> _CHALLENGE_
Repeat all of the records below word for word, leaving out the pictures.

>> Begin MATERIAL

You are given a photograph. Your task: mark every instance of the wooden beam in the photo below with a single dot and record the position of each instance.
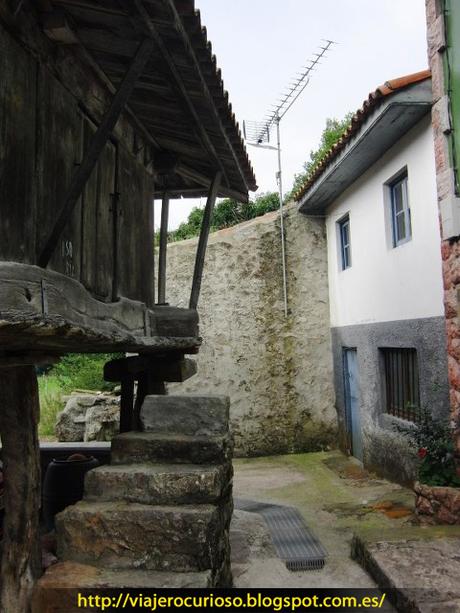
(126, 404)
(190, 173)
(146, 386)
(179, 86)
(96, 147)
(19, 416)
(181, 29)
(203, 241)
(163, 249)
(173, 368)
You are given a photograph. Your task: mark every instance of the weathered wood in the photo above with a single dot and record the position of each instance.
(146, 386)
(31, 359)
(190, 173)
(77, 322)
(126, 403)
(205, 88)
(203, 241)
(171, 368)
(135, 270)
(179, 86)
(19, 416)
(59, 149)
(17, 143)
(163, 249)
(97, 145)
(98, 237)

>> End MATERIAL

> _ANSWER TO THE EXERCISE_
You are given a photograph. Your task: mark every instance of the wooden beam in the photo below with a single dot and record the position of each instance.
(126, 404)
(190, 173)
(146, 386)
(179, 86)
(96, 147)
(19, 416)
(181, 29)
(203, 241)
(163, 249)
(173, 368)
You are given a photograph. Your task: mark every instance of the weathered wood in the photo above with a single dot and record the position of each instance.
(146, 386)
(31, 359)
(190, 173)
(77, 322)
(126, 403)
(205, 88)
(203, 241)
(171, 368)
(135, 270)
(179, 86)
(19, 416)
(59, 149)
(17, 143)
(163, 249)
(97, 145)
(98, 237)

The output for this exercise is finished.